━━ 選択した文章 ━━

名手耳鼻咽喉科 院長 金村 章(徳島市東大工町1丁目)

 病的な口臭は、いくつか原因が考えられますが、あなたがおっしゃる通り副鼻腔炎や慢性鼻炎が口臭の原因となることもあります。副鼻腔炎は蓄膿(ちくのう)症とも呼ばれ、その病名の方がなじみ深いかもしれません。

 鼻には、鼻の中の空気の通り道(鼻腔)と、それに連絡する洞穴(副鼻腔)が左右4つあります。健康な状態では、鼻腔から入った空気はスムーズに副鼻腔に流れていきます。

 ところが、ひどい風邪などで鼻腔から副鼻腔にばい菌が入りますと粘膜に炎症が起こり、そこから生じたネバネバした分泌物や膿(うみ)が副鼻腔内にたまります。エックス線撮影すると、本来なら空洞のため黒く写るべきところが、分泌物や膿のため白い陰影となって写し出されます。副鼻腔炎の鼻汁はとても粘り気があって、いくら鼻をかんでもすっきりとしません。

 就寝中に、そのたまった鼻汁がのどに流れ落ちることがあるでしょう。このことからも鼻と口腔はのどの奥の空洞でつながっていることが分かると思います。副鼻腔内にたまった魚や卵の腐ったようなにおいのする鼻汁や膿が、ストレートに吐く息に混じり、口臭となります。

 副鼻腔炎の治療は、鼻の中の分泌物、鼻汁を吸い取り、鼻の中の空気の通りをよくし、ネブライザーで粘膜をきれいにします。同時に抗生物質も服用します。現在はマクロライド系の抗生剤を少量長期間投与(約3カ月)することで、粘膜によい影響が出ています。

━━━

課題の要件: 副鼻腔炎と口臭についての上の文章を、最後の文の後から書き継いでもらえますか。

━━ データ ━━

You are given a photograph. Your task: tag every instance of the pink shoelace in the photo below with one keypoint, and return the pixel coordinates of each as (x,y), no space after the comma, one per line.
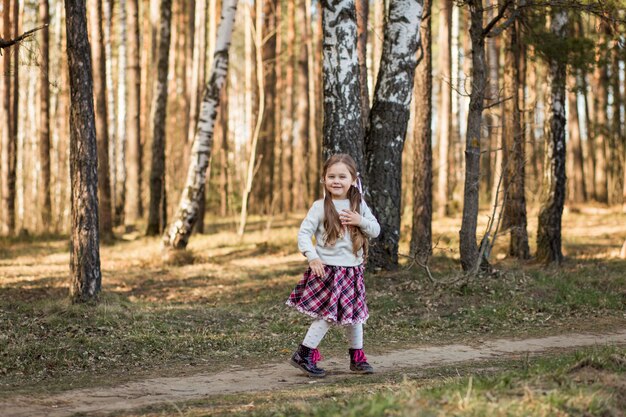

━━━

解答欄:
 あなたは「鼻汁は透明」とのことですが、流れ出ない副鼻腔内には黄色い膿がたまっているかもしれません。副鼻腔炎は治療が長期にわたることも多く、医者も患者も根気のいる病気です。自己診断で中断することなく、主治医とよく相談して治療を続けてみてください。

 また、鼻以外の口臭の原因として考えられる病的口臭としては、歯周病や歯肉炎などの歯の疾患、または胃腸病、糖尿病による肝炎などが挙げられるでしょう。これらは私の専門外ですが、今挙げた病気は口臭だけではなくそれぞれの症状が出るものです。これらの病気の症状に心当たりがあるのなら、専門医の診療を受けてください。

 口臭にはその他、生理的口臭、心因的口臭があります。朝起きたときの口臭は、睡眠中、唾液(だえき)分泌が少なくなり、口の中の粘膜が乾燥し、残っていた食べ物のかすなどが分解してにおいを発するものです。個人差はあるものの、だれにでもある生理的なものです。また、口臭は精神的に影響される場合もあります。

 長い間悩まされたとは思いますが、一度あなたが一番信頼されている方に、客観的に口臭の有無を確かめてもらうのも一つの方法だと思われます。